(Source data)
------------------------------------
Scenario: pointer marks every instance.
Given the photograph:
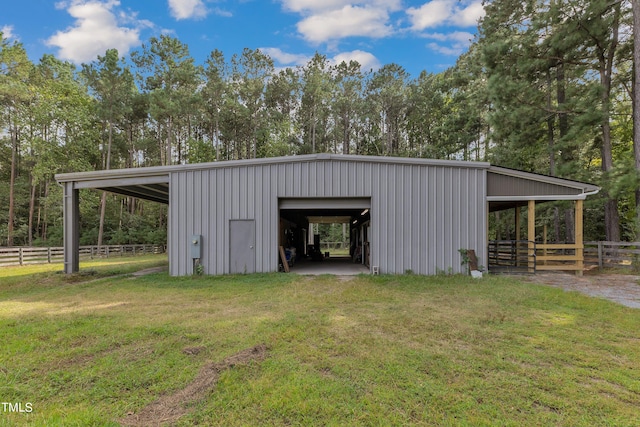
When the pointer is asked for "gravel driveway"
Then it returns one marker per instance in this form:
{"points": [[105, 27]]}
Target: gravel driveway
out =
{"points": [[621, 288]]}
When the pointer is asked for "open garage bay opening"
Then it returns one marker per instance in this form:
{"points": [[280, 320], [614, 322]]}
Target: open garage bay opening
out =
{"points": [[326, 235]]}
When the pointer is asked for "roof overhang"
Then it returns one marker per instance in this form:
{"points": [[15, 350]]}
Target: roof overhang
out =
{"points": [[147, 185], [508, 188]]}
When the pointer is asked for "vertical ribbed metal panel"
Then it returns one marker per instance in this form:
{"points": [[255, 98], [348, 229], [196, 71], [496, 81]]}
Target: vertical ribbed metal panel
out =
{"points": [[421, 215]]}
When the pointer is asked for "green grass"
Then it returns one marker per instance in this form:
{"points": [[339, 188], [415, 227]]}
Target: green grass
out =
{"points": [[374, 350]]}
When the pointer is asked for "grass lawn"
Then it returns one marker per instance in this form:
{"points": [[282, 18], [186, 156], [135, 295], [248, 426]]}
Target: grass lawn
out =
{"points": [[372, 350]]}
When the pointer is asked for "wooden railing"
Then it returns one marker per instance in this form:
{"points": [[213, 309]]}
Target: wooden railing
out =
{"points": [[512, 256], [612, 254], [560, 257], [33, 255]]}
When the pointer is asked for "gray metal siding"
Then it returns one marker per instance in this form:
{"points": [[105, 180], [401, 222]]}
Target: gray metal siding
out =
{"points": [[420, 214]]}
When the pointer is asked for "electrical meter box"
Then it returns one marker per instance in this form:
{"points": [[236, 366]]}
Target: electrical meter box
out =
{"points": [[196, 246]]}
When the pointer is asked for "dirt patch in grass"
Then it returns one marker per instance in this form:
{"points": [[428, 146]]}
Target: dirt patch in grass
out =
{"points": [[621, 288], [169, 408]]}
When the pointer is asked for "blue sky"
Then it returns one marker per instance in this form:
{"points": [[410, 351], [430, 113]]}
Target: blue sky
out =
{"points": [[416, 34]]}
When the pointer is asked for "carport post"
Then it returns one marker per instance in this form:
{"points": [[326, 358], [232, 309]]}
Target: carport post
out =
{"points": [[71, 213], [531, 234], [579, 233]]}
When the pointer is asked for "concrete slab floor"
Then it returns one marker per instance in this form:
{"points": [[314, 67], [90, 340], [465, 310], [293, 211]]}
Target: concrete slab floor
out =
{"points": [[338, 266]]}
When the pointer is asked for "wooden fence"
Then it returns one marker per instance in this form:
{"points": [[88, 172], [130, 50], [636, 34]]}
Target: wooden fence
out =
{"points": [[32, 255], [612, 254], [514, 256]]}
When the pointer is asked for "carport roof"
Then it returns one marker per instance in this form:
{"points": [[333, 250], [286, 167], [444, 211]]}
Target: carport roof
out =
{"points": [[505, 187]]}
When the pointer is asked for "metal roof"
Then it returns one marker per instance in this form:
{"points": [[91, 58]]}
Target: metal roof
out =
{"points": [[504, 186]]}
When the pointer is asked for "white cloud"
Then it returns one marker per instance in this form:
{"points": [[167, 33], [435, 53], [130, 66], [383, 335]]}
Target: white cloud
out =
{"points": [[187, 9], [7, 32], [96, 29], [457, 36], [469, 16], [222, 12], [366, 60], [446, 50], [452, 44], [285, 58], [346, 22], [315, 6], [445, 12]]}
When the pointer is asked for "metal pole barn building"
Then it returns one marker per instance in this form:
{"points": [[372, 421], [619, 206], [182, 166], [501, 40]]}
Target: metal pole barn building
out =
{"points": [[404, 214]]}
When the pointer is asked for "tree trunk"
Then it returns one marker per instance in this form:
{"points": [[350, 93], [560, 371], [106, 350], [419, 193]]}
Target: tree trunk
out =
{"points": [[12, 184], [45, 216], [635, 4], [611, 214], [32, 208], [103, 202]]}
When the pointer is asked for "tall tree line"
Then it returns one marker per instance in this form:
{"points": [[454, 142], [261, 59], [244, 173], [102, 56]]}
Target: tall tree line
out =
{"points": [[547, 86]]}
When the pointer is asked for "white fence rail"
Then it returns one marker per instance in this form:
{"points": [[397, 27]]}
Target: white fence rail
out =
{"points": [[33, 255]]}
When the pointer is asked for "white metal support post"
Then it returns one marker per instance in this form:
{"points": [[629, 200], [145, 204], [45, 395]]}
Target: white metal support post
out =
{"points": [[71, 212]]}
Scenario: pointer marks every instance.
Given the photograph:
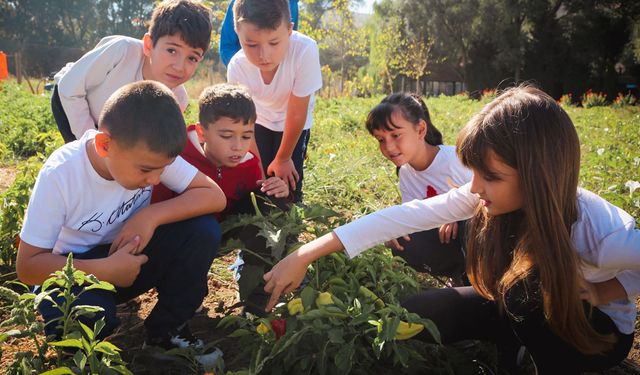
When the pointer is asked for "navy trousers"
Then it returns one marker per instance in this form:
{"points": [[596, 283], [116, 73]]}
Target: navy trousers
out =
{"points": [[180, 256]]}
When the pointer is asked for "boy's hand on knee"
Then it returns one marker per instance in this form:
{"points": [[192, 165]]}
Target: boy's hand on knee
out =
{"points": [[125, 265], [141, 225], [395, 245], [286, 170], [274, 187]]}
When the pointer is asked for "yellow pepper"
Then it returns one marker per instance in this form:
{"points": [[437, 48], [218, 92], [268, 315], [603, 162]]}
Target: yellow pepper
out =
{"points": [[262, 329], [295, 306], [407, 330], [323, 299]]}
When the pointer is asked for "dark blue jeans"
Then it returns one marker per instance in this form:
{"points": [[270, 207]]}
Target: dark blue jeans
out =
{"points": [[269, 141], [180, 256]]}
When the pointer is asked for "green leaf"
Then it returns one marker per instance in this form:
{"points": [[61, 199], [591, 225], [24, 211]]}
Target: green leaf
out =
{"points": [[240, 333], [101, 285], [59, 371], [433, 329], [308, 296], [80, 359], [106, 348], [343, 359], [250, 278], [68, 343], [87, 331]]}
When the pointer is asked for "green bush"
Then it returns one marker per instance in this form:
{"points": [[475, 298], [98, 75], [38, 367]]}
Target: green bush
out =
{"points": [[27, 126], [623, 100], [14, 205]]}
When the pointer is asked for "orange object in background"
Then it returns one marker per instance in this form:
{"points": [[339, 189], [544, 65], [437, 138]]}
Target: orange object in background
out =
{"points": [[4, 71]]}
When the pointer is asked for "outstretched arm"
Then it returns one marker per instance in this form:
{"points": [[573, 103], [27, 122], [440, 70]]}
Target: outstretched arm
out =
{"points": [[287, 274]]}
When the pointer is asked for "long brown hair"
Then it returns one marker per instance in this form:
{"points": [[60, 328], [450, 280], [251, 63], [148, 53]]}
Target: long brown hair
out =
{"points": [[530, 132]]}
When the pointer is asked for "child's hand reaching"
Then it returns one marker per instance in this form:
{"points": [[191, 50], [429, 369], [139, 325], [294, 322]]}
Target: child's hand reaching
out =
{"points": [[284, 277], [140, 224], [274, 186], [448, 232], [284, 170], [395, 245]]}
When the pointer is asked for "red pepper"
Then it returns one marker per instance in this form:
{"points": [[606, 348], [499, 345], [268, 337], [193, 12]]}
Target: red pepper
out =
{"points": [[279, 327]]}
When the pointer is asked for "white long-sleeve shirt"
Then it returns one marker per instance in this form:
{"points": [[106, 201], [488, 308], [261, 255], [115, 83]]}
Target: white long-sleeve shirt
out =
{"points": [[603, 235]]}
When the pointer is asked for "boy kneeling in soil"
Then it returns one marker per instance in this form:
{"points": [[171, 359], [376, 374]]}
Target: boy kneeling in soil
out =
{"points": [[218, 145], [91, 199]]}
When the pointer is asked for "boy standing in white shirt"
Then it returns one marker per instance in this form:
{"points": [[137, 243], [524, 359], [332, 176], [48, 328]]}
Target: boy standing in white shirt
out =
{"points": [[178, 37], [281, 69], [91, 198]]}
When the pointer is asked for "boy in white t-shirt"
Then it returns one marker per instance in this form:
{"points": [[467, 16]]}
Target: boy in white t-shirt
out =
{"points": [[178, 37], [281, 69], [91, 198]]}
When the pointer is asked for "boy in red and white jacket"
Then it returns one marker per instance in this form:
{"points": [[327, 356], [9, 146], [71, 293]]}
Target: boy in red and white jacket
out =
{"points": [[218, 145]]}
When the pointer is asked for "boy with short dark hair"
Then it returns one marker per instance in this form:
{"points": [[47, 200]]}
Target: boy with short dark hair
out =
{"points": [[178, 37], [219, 147], [281, 69], [229, 43], [91, 198]]}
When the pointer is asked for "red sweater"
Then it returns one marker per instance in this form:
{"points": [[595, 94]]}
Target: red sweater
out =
{"points": [[235, 182]]}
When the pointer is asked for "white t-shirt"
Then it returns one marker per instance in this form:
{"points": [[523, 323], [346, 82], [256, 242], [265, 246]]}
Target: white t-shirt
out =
{"points": [[603, 235], [73, 209], [298, 74], [445, 169], [85, 85]]}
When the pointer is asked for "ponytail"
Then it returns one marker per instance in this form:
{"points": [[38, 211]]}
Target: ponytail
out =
{"points": [[413, 110]]}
------------------------------------
◆ **Problem statement**
Extract every line of the listing above that contains the string "railing". Matching is case-sensitive.

◆ **Written response**
When the pointer is asked for "wooden railing"
Target: wooden railing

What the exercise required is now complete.